Dataset rows:
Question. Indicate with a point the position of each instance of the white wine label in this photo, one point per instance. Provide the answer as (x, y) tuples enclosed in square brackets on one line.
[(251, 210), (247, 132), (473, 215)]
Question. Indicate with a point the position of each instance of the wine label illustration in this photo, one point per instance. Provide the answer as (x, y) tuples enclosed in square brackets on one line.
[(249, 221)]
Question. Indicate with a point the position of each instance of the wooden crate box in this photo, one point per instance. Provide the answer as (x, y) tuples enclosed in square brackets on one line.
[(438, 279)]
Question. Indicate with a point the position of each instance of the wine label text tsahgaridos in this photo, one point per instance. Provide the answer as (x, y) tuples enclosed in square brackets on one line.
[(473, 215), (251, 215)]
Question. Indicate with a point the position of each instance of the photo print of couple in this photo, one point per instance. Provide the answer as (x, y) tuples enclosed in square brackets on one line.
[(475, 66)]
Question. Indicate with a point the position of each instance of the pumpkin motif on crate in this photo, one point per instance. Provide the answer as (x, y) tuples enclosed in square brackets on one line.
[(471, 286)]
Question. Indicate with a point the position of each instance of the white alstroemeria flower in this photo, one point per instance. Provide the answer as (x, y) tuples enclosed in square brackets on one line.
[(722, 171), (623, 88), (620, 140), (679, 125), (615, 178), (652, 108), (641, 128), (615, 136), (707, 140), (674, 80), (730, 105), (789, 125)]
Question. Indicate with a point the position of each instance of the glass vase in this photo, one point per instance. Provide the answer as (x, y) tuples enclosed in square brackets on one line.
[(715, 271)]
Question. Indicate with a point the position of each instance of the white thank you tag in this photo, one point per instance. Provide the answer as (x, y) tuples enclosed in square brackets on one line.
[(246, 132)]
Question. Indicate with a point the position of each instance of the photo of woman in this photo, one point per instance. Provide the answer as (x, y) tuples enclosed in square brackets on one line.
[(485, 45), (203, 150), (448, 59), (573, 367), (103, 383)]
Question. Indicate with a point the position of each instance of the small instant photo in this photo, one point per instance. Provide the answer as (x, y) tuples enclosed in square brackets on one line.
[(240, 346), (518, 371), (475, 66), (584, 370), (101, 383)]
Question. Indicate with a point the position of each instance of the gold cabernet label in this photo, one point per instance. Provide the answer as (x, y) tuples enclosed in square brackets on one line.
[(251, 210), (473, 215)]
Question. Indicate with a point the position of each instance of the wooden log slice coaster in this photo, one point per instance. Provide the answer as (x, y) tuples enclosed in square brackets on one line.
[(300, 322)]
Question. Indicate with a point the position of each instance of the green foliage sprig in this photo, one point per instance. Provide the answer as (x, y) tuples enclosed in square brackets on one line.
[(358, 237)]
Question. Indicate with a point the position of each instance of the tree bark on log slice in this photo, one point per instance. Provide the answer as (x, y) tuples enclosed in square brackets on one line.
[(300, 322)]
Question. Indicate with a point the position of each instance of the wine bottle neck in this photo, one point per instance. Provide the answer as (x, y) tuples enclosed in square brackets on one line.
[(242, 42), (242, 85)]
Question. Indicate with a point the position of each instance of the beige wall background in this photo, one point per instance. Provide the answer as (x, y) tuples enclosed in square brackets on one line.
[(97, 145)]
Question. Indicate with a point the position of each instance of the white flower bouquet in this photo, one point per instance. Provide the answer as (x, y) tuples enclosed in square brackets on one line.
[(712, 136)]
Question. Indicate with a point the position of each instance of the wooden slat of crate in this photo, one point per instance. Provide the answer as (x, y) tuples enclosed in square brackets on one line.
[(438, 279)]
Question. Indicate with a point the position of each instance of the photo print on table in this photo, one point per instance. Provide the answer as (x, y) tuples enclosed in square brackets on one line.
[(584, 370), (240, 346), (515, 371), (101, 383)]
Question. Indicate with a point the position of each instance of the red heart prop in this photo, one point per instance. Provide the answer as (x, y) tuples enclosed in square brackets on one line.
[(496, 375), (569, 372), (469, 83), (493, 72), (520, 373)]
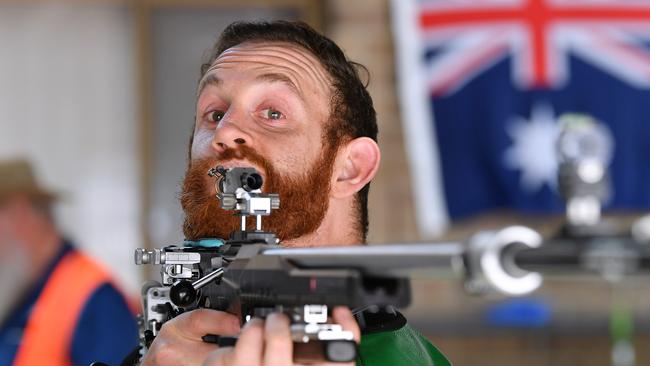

▶ SET EXERCISE: Print the records verbatim, from their first line up to and including the line that contains "[(471, 286)]".

▶ SOLUTION FOR THIS PROBLEM:
Question. Indicate with a point the position of each instance of the white wine label in this photo, one point per instance. Provide the answer as (x, y) tuples enclosed in square brackets on one line.
[(251, 210), (247, 132), (473, 215)]
Question. Indicate with a point the position of each instance of the wine label illustration in this photo, one point per instance. Provide the answer as (x, y) tuples enclosed in square brackets on one line.
[(249, 221)]
Question. Indicate with a point the position of each instance of the wooden crate box in this photo, one point per instance. Provide the answer as (x, y) tuples enclosed in square brackets on one line.
[(438, 279)]
Question. Indicate with a point the position of each instance of the wine label text tsahgaridos in this photo, one point per instance. Provide the answer as (x, y) tuples enclosed in square brackets on one line.
[(473, 215), (251, 215)]
Question. Indicate with a point the position of each instance of the photo print of couple in this photo, one point per instance. Provide the answer as (x, y) tuples enclosed in square brackets on one line.
[(475, 66)]
Question. Indicate with a point the position of each instance of the pumpkin motif on crate in this photo, one point per instance. Provide the answer as (x, y) tuples enclosed in square brackets on one line.
[(471, 286)]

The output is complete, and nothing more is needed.